→ Requirement
Copy the passage about the National Arts Centre Orchestra word for word, between "The NAC Orchestra has" and "of the Year.", inclusive.

→ Passage shown
▶
Since its debut in 1969, the National Arts Centre Orchestra has been praised for the passion and clarity of its performances, its visionary educational programs, and its prominent role in nurturing Canadian creativity. Under the leadership of Music Director Alexander Shelley, the Orchestra performs a full series of subscription concerts at the National Arts Centre each season, featuring world-class artists such as James Ehnes, Angela Hewitt, Joshua Bell, Xian Zhang, Gabriela Montero, Stewart Goodyear, Jan Lisiecki, and Principal Guest Conductor John Storgårds.
Alexander Shelley began his tenure as Music Director in 2015, following Pinchas Zukerman’s 16 seasons at the helm. Principal Associate Conductor of the Royal Philharmonic Orchestra, and former Chief Conductor of the Nuremberg Symphony Orchestra (2009 - 2017), he has been in demand around the world, conducting the Rotterdam Philharmonic, DSO Berlin, Leipzig Gewandhaus, and Stockholm Philharmonic, among others, and maintains a regular relationship with the Deutsche Kammerphilharmonie and the German National Youth Orchestra.
National and international tours have been a hallmark of the National Arts Centre Orchestra from the very beginning. The Orchestra has toured 95 times since its inauguration in 1969, visiting 120 cities in Canada, as well as 20 countries and 138 cities internationally. In recent years, the orchestra has undertaken performance and education tours across Canada, as well as the U.K. and China. In 2019, the Orchestra marked its 50th anniversary with a seven-city European tour that included performances and education events in England, France, the Netherlands, Denmark and Sweden, and that showcased the work of six Canadian composers.
The NAC Orchestra has recorded many of the more than 80 new works commissioned since its inception, for radio and on over 40 commercial recordings. These include Angela Hewitt’s 2015 JUNO Award-winning album of Mozart Piano Concertos; the groundbreaking Life Reflected, which includes My Name is Amanda Todd by Jocelyn Morlock, winner of the 2018 JUNO for Classical Composition of the Year; and from the 2019 JUNO nominated New Worlds, Ana Sokolović’s Golden Slumbers Kiss Your Eyes, 2019 JUNO Winner for Classical Composition of the Year.
The NAC Orchestra reaches a national and international audience through touring, recordings, and extensive educational outreach. The Orchestra performed on Parliament Hill for the 2019 Canada Day noon concert in a live broadcast for CBC Television.
Alexander Shelley succeeded Pinchas Zukerman as Music Director of Canada’s NAC Orchestra in September 2015. The ensemble has since been praised as being “transformed... hungry, bold, and unleashed” (Ottawa Citizen) and Shelley’s programming credited for turning the orchestra into “one of the more audacious in North America” (Maclean’s).
◀
→ Data lines
▶
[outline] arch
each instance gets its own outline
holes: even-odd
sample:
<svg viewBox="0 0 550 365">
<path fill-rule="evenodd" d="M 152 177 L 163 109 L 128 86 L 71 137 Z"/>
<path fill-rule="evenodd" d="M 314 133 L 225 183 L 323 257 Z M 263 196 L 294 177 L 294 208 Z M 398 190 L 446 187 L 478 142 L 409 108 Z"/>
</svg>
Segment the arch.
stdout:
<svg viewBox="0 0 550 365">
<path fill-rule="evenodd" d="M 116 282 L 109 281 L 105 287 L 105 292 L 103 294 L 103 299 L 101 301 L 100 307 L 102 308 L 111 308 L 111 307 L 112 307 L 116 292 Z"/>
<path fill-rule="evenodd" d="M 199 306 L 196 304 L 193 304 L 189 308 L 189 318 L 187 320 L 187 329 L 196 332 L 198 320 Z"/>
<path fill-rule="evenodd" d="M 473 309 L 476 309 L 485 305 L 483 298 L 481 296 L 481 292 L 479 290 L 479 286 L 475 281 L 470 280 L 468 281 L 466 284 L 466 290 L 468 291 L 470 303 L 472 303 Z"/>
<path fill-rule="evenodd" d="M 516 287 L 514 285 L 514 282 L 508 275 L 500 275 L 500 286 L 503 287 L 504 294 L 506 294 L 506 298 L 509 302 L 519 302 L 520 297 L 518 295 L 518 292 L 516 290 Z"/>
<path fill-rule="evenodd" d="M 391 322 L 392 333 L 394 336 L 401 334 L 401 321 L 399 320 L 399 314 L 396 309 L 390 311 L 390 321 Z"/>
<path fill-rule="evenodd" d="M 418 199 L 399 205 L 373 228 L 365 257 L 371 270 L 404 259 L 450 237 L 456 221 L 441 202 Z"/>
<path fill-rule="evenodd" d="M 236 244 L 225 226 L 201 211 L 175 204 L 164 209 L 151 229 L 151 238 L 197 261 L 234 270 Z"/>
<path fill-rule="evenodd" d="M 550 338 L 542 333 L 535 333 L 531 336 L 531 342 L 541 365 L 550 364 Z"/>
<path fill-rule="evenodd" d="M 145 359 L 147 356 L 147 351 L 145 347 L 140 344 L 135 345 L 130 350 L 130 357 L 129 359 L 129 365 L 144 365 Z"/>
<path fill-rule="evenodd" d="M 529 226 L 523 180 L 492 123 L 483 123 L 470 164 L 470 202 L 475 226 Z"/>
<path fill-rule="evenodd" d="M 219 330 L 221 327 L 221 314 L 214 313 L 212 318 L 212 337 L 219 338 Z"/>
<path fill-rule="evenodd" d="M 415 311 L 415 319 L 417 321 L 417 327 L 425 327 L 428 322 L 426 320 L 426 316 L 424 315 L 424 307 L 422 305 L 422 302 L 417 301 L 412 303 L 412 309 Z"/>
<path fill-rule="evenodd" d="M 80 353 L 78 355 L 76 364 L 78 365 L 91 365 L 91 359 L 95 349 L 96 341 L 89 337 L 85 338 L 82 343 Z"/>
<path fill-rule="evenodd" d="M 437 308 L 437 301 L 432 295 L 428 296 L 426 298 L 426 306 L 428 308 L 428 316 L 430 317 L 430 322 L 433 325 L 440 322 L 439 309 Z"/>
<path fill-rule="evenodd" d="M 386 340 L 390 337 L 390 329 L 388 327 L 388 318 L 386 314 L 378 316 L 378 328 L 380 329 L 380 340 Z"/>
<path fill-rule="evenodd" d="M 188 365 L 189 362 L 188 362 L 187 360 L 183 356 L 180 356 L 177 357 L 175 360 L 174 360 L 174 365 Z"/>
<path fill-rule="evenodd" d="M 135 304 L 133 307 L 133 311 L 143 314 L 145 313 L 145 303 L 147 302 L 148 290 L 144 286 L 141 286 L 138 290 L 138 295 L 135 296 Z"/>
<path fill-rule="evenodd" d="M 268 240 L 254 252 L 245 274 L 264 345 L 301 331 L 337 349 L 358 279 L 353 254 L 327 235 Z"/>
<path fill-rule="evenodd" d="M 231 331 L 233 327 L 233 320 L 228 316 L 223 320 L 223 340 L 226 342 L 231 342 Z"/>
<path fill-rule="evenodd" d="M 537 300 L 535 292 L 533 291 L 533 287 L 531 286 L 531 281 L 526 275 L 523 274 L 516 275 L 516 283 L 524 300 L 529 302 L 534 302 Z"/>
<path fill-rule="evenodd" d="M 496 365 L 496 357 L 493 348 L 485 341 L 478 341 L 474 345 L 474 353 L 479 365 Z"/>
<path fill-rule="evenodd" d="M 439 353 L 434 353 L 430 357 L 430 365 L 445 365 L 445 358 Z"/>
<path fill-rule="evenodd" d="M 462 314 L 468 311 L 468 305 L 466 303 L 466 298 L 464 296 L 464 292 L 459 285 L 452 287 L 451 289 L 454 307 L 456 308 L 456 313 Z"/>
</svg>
◀
→ Exercise output
The NAC Orchestra has recorded many of the more than 80 new works commissioned since its inception, for radio and on over 40 commercial recordings. These include Angela Hewitt’s 2015 JUNO Award-winning album of Mozart Piano Concertos; the groundbreaking Life Reflected, which includes My Name is Amanda Todd by Jocelyn Morlock, winner of the 2018 JUNO for Classical Composition of the Year; and from the 2019 JUNO nominated New Worlds, Ana Sokolović’s Golden Slumbers Kiss Your Eyes, 2019 JUNO Winner for Classical Composition of the Year.